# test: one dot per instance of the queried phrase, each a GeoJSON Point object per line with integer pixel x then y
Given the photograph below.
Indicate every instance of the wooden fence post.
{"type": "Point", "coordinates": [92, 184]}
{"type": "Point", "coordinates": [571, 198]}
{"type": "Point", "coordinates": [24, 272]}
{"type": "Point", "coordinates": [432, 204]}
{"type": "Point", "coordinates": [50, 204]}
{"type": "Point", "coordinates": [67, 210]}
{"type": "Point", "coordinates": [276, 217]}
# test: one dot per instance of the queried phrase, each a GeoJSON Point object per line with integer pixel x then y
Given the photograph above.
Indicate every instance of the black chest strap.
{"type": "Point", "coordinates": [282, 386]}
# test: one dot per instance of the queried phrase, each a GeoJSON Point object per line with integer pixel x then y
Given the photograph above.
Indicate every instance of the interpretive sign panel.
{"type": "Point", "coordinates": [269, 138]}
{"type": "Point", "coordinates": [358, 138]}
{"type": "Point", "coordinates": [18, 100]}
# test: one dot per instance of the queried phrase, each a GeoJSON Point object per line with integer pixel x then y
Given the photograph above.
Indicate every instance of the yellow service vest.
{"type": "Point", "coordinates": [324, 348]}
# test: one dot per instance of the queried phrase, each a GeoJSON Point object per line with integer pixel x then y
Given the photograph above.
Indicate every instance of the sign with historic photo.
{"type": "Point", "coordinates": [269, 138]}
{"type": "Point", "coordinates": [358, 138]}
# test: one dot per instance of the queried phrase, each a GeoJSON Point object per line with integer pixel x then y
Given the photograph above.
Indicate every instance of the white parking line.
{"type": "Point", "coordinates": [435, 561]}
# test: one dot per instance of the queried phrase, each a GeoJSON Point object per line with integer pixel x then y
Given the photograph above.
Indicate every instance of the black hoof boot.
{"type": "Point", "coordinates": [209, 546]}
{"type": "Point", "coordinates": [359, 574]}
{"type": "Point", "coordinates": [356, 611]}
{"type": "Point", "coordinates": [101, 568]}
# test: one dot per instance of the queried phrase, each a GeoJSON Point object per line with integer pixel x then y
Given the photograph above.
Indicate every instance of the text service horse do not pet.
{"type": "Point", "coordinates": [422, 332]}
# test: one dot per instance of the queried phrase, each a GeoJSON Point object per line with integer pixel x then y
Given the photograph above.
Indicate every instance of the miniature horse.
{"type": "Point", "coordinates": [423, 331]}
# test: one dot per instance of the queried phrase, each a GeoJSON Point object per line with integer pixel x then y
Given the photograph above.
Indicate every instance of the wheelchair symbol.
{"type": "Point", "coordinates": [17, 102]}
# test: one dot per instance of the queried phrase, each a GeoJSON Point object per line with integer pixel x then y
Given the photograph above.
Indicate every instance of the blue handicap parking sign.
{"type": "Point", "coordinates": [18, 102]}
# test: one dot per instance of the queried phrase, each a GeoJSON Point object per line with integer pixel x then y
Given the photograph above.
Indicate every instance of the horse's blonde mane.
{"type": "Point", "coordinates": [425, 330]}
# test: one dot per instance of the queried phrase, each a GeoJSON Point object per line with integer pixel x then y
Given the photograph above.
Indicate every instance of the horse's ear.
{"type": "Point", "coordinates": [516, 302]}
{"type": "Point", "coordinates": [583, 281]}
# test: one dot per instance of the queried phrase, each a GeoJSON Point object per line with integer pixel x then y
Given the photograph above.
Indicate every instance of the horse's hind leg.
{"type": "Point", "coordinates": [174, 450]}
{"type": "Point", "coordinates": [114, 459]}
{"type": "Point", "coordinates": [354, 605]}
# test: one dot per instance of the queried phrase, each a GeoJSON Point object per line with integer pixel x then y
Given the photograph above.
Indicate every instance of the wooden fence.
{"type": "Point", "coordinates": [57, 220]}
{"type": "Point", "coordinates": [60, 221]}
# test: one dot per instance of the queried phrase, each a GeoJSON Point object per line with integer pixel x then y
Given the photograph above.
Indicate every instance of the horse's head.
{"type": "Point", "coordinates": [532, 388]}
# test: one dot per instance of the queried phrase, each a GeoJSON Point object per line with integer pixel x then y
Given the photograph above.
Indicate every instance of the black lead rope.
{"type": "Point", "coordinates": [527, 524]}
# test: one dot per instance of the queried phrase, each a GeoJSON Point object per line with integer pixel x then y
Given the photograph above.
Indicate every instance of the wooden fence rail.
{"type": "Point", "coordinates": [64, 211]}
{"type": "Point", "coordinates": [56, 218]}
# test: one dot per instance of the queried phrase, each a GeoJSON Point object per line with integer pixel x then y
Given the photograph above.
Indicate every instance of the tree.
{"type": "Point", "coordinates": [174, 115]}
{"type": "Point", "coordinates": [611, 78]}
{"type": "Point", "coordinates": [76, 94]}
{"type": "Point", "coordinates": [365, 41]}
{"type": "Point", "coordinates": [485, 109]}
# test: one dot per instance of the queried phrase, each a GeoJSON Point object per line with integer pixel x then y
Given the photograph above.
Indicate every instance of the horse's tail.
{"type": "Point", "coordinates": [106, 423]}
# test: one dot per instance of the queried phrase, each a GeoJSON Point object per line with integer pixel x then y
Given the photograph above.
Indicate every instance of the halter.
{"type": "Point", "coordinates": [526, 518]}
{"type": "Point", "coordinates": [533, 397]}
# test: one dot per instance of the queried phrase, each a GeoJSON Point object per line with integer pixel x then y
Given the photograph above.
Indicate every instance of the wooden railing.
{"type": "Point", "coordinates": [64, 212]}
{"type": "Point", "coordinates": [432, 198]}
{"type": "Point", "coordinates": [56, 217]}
---
__Problem to work on__: Give every line of the material again, exactly as it reads.

__Solution to this task__:
# test: one dot per instance of the queried phrase, each a GeoJSON Point object per line with integer pixel x then y
Given the photograph below.
Indicate every instance of the wooden fence post.
{"type": "Point", "coordinates": [92, 184]}
{"type": "Point", "coordinates": [571, 198]}
{"type": "Point", "coordinates": [24, 272]}
{"type": "Point", "coordinates": [432, 204]}
{"type": "Point", "coordinates": [50, 204]}
{"type": "Point", "coordinates": [67, 210]}
{"type": "Point", "coordinates": [276, 217]}
# test: one dot per instance of the queried phrase, each a GeoJSON Point object per line with integer pixel x then y
Given the photograph above.
Indicate every instance of the black chest strap.
{"type": "Point", "coordinates": [282, 386]}
# test: one dot per instance of the queried phrase, each a GeoJSON Point object per line with integer pixel x then y
Given the photograph above.
Indicate every instance of the interpretive sign panel.
{"type": "Point", "coordinates": [269, 138]}
{"type": "Point", "coordinates": [358, 138]}
{"type": "Point", "coordinates": [18, 100]}
# test: one dot per instance of the queried phrase, each a GeoJSON Point object per line with integer pixel x then y
Given the photograph above.
Indicate every instance of the yellow service vest.
{"type": "Point", "coordinates": [324, 348]}
# test: one dot per instance of the queried phrase, each a GeoJSON Point object per line with integer pixel x then y
Given the photograph above.
Indicate every instance of the sign with historic photo.
{"type": "Point", "coordinates": [269, 138]}
{"type": "Point", "coordinates": [358, 138]}
# test: one dot per instance of the queried phrase, each a GeoJSON Point object per line with integer pixel x then y
Given the photograph above.
Indicate every instance of the white parking line.
{"type": "Point", "coordinates": [435, 561]}
# test: one dot per instance of the queried phrase, each a GeoJSON Point object per line with integer pixel x then y
Given the photograph above.
Indicate every instance of the black hoof boot.
{"type": "Point", "coordinates": [209, 546]}
{"type": "Point", "coordinates": [359, 574]}
{"type": "Point", "coordinates": [356, 611]}
{"type": "Point", "coordinates": [101, 568]}
# test: one dot per instance of the queried phrase, each a GeoJSON Point object per line with integer pixel x then y
Given the photograph above.
Indicate every instance of the text service horse do not pet.
{"type": "Point", "coordinates": [422, 332]}
# test: one dot per instance of the queried phrase, each a GeoJSON Point object per line with integer pixel x then y
Given the photograph above.
Indicate every instance of the miniature horse.
{"type": "Point", "coordinates": [423, 331]}
# test: one dot per instance of the queried phrase, each a GeoJSON Point object per line with integer pixel x then y
Given the photograph above.
Indicate every instance of the wheelchair symbol.
{"type": "Point", "coordinates": [17, 102]}
# test: one dot per instance of the queried phrase, each a GeoJSON Point object per line with integer pixel x then y
Given the photograph above.
Indicate every instance of the blue handicap parking sign.
{"type": "Point", "coordinates": [18, 102]}
# test: one dot per instance of the queried phrase, each a GeoJSON Point object per line with integer pixel x then y
Given the photograph above.
Indicate every instance of the horse's blonde mane.
{"type": "Point", "coordinates": [425, 330]}
# test: one dot per instance of the queried phrase, each a GeoJSON Point object per line with integer pixel x then y
Given the photograph above.
Indicate every instance of the horse's ear.
{"type": "Point", "coordinates": [516, 302]}
{"type": "Point", "coordinates": [583, 281]}
# test: one dot per instance of the queried phrase, each a GeoJSON Point object per line with integer pixel x then y
Given the photograph above.
Indicate every instance of the horse's hind leg.
{"type": "Point", "coordinates": [174, 450]}
{"type": "Point", "coordinates": [114, 459]}
{"type": "Point", "coordinates": [354, 605]}
# test: one dot per instance of the queried phrase, each a GeoJSON Point object per line with integer pixel x then y
Given the photograph above.
Indicate every instance of the wooden fence.
{"type": "Point", "coordinates": [57, 220]}
{"type": "Point", "coordinates": [60, 221]}
# test: one dot per instance of the queried phrase, each a GeoJSON Point object per line with integer pixel x then y
Given the photograph above.
Indicate every instance of the horse's head.
{"type": "Point", "coordinates": [532, 388]}
# test: one dot per instance of the queried phrase, each a GeoJSON Point object per line with integer pixel x then y
Given the photograph above.
Indicate every instance of the black lead rope.
{"type": "Point", "coordinates": [527, 524]}
# test: one dot per instance of the queried phrase, each a GeoJSON Point object per line with integer pixel x then y
Given the photograph above.
Indicate every instance of the wooden fence rail.
{"type": "Point", "coordinates": [64, 211]}
{"type": "Point", "coordinates": [56, 218]}
# test: one dot per instance of the queried phrase, each a GeoJSON Point object per line with integer pixel x then y
Given the photograph above.
Indicate every instance of the tree.
{"type": "Point", "coordinates": [174, 115]}
{"type": "Point", "coordinates": [611, 78]}
{"type": "Point", "coordinates": [76, 94]}
{"type": "Point", "coordinates": [365, 41]}
{"type": "Point", "coordinates": [485, 109]}
# test: one dot per instance of the queried phrase, each a GeoJSON Point object per line with integer pixel x then y
Given the photograph above.
Indicate every instance of the horse's tail.
{"type": "Point", "coordinates": [106, 423]}
# test: one dot per instance of the queried phrase, each a GeoJSON Point object per line with integer pixel x then y
Given the photograph above.
Indicate every instance of the halter.
{"type": "Point", "coordinates": [526, 518]}
{"type": "Point", "coordinates": [533, 397]}
# test: one dot per instance of the queried phrase, each a GeoJSON Point object per line with integer pixel x then y
Given the photograph above.
Indicate every instance of the wooden railing.
{"type": "Point", "coordinates": [64, 212]}
{"type": "Point", "coordinates": [432, 198]}
{"type": "Point", "coordinates": [56, 217]}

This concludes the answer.